───── Study material
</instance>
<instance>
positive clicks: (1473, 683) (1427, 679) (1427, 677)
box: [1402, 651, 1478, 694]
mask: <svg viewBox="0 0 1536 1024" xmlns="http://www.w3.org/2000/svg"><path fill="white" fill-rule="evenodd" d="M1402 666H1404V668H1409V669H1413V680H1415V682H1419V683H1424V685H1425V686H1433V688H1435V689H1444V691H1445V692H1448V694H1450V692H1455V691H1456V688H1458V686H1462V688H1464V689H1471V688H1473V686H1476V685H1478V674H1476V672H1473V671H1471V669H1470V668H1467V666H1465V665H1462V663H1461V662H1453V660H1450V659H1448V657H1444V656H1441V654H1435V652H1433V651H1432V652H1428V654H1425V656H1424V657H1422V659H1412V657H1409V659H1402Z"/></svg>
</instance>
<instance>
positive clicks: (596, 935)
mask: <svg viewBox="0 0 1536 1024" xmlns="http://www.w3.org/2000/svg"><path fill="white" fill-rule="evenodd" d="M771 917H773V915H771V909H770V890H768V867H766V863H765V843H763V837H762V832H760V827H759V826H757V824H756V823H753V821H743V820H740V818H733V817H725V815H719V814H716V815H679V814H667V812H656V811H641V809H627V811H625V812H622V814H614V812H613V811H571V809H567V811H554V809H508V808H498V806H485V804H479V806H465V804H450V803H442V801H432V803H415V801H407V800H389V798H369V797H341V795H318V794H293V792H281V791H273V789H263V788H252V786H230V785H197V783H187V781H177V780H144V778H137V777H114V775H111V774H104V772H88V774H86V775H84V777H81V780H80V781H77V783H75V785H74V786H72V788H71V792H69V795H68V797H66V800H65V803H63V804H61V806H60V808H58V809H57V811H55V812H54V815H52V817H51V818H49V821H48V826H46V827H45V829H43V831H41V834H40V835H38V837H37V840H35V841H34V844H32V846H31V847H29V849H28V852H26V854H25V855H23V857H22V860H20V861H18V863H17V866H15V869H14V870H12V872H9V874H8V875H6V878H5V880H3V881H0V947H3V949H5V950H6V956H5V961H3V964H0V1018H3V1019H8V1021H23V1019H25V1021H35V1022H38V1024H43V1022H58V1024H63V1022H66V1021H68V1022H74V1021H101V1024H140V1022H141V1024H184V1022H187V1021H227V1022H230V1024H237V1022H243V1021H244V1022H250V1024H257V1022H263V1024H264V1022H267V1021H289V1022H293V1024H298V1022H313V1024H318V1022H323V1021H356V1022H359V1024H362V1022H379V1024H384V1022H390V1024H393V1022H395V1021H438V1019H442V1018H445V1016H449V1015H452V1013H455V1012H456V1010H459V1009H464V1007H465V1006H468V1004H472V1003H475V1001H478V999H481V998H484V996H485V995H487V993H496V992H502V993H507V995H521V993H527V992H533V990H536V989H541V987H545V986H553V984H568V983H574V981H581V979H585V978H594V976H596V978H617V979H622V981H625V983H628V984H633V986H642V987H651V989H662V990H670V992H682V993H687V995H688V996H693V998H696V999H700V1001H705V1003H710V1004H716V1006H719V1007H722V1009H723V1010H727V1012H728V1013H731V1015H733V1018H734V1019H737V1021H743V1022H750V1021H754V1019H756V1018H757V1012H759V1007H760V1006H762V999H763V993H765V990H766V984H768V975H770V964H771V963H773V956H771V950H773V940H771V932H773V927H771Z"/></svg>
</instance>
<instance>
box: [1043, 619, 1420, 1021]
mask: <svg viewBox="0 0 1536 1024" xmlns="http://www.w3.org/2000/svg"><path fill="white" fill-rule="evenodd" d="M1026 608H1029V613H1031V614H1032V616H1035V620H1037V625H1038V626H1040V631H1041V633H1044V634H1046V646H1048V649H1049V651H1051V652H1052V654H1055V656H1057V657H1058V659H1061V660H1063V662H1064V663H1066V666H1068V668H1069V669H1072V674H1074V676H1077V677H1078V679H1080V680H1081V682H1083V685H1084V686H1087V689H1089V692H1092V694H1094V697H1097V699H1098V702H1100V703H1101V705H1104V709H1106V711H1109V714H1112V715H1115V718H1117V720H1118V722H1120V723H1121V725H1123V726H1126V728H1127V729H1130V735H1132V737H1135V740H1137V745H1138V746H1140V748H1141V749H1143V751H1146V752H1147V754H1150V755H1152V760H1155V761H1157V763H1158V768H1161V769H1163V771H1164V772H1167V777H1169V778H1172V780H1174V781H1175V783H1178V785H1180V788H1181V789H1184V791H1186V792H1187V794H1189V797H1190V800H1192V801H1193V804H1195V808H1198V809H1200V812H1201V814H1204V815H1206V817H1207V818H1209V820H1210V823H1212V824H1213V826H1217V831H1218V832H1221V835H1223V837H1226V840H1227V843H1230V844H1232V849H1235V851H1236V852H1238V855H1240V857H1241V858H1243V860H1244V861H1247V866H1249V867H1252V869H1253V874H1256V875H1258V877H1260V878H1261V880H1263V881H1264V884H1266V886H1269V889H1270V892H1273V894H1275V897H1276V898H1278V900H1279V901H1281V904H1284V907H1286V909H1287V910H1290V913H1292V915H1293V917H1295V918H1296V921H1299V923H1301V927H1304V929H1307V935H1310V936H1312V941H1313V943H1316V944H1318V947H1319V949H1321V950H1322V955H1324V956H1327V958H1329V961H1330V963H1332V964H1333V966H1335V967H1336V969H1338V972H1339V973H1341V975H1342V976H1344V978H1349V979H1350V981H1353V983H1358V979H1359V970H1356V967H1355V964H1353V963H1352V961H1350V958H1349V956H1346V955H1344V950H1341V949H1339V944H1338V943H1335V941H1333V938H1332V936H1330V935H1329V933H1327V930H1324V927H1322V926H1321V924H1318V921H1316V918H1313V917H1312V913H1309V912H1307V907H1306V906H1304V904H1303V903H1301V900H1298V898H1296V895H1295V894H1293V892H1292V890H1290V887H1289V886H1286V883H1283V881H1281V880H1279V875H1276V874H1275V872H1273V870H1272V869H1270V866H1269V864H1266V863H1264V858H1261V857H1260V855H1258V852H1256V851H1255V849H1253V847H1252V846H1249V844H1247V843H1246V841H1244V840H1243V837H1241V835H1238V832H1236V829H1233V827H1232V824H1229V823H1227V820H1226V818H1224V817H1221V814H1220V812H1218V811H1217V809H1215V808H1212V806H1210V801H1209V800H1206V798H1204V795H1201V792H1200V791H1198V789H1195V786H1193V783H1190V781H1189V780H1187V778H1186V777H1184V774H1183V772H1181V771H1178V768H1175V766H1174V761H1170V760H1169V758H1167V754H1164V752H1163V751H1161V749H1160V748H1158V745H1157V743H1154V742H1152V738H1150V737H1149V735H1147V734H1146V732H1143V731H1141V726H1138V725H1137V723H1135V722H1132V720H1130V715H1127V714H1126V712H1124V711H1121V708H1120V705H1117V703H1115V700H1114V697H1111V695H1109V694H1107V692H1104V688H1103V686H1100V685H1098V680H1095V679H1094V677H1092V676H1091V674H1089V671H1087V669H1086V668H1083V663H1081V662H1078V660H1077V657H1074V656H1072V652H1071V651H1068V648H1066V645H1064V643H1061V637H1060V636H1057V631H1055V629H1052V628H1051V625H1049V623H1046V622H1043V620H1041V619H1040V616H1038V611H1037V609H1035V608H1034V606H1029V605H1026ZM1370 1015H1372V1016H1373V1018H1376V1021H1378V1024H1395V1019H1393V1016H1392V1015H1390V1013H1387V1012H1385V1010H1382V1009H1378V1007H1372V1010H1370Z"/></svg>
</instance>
──────────
───── Study material
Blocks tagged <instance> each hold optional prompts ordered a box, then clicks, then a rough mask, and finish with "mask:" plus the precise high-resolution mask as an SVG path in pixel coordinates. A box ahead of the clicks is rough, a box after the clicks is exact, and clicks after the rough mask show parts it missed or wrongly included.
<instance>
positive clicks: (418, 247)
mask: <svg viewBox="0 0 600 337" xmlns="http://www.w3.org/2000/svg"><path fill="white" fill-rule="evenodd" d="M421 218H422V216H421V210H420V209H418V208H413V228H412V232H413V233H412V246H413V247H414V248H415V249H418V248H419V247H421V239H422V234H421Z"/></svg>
──────────
[Activity]
Quote in full every line above that contains the word "positive".

[Output of the task]
positive clicks: (1473, 683) (1427, 679) (1427, 677)
positive clicks: (596, 935)
positive clicks: (418, 247)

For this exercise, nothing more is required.